• Work instructions: How many lines of the data below contain the word "water"? Reply with the number alone.
─── The records
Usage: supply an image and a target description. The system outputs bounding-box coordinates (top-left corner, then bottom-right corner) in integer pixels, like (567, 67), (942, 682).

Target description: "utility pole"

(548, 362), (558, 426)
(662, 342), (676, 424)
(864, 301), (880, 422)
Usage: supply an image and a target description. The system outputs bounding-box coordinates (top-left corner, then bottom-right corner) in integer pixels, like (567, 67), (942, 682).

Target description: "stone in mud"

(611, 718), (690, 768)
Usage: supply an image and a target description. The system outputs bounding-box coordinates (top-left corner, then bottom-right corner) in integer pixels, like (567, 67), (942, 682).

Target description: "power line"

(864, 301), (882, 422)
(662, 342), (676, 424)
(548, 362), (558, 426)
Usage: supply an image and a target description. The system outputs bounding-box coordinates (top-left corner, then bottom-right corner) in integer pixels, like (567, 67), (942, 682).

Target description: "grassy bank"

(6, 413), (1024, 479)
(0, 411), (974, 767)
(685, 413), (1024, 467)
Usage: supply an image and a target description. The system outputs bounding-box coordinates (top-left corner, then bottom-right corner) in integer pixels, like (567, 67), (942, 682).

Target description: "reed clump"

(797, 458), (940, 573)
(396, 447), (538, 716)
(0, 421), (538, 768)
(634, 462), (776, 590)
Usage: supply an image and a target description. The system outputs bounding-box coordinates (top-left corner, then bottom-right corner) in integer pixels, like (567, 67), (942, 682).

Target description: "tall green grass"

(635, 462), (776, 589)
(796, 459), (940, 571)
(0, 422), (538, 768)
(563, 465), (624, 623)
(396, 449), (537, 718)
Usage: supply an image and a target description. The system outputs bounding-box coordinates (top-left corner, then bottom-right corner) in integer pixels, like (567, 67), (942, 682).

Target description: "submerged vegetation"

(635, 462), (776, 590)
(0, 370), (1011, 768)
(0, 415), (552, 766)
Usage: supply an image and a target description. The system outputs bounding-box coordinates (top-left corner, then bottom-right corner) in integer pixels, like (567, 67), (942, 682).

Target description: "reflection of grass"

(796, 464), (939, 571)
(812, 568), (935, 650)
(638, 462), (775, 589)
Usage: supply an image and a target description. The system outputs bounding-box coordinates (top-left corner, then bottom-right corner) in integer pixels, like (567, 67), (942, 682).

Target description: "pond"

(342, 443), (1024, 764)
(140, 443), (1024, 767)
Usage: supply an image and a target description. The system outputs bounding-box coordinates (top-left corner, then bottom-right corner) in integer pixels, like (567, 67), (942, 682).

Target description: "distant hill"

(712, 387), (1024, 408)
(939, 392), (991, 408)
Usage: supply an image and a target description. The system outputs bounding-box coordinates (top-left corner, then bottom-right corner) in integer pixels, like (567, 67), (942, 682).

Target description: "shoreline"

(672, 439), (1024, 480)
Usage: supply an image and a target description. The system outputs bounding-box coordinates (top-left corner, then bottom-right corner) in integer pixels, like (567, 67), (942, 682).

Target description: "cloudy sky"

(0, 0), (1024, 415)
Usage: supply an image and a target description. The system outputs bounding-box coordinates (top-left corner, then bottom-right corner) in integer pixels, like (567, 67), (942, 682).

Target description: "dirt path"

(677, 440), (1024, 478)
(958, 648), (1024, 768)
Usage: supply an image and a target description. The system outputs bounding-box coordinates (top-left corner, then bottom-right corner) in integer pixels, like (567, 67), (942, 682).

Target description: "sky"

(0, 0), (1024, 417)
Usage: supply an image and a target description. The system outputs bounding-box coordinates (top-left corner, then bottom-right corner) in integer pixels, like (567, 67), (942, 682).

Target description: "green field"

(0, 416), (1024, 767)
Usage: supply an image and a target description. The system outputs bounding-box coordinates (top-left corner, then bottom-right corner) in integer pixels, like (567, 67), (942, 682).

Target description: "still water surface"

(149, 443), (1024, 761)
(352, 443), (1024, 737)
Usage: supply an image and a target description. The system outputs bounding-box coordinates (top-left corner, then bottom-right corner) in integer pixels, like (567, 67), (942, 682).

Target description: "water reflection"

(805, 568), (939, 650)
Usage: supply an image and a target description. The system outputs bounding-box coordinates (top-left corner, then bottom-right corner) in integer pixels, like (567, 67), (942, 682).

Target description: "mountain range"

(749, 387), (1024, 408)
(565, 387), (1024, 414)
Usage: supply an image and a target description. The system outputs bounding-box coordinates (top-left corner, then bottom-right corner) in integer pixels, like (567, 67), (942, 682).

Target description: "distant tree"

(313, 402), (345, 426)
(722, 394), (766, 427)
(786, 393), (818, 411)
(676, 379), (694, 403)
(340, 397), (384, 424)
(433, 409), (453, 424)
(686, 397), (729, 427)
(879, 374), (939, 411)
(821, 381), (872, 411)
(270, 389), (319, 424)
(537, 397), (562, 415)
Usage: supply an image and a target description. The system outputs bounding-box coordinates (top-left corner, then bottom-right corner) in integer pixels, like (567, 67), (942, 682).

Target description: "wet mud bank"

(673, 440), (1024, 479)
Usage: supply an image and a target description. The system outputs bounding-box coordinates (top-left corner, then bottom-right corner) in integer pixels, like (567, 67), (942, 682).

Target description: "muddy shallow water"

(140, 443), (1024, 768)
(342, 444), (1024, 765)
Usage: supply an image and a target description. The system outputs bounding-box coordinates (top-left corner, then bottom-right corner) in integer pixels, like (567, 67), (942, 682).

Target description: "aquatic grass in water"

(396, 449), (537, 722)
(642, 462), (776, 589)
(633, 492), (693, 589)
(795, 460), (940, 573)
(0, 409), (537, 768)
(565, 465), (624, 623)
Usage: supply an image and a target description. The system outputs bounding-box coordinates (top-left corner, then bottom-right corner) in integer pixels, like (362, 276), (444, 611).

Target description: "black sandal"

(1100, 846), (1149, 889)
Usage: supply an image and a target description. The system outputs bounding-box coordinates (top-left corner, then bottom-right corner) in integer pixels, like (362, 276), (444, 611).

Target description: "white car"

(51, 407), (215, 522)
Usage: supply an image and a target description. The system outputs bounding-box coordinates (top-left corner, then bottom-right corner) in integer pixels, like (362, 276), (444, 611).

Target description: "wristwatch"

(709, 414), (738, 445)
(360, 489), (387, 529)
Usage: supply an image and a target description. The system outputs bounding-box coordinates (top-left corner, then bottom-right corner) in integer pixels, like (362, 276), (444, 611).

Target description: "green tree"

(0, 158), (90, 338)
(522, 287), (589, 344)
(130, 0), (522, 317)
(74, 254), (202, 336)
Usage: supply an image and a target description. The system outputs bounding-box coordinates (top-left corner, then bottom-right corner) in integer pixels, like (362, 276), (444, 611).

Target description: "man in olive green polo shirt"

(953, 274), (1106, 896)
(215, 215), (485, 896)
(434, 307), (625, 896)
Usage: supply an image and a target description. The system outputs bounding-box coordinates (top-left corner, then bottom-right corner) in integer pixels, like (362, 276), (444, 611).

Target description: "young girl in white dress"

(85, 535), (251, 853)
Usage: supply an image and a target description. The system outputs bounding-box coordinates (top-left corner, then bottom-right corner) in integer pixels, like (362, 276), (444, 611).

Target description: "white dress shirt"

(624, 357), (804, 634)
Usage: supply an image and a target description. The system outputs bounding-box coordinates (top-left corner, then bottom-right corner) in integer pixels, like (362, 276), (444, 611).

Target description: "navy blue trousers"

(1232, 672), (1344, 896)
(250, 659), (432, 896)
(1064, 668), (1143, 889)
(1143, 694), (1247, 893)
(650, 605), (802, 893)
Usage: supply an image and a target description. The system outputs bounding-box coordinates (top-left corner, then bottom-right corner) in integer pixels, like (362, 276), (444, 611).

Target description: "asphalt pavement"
──────
• Output below: 4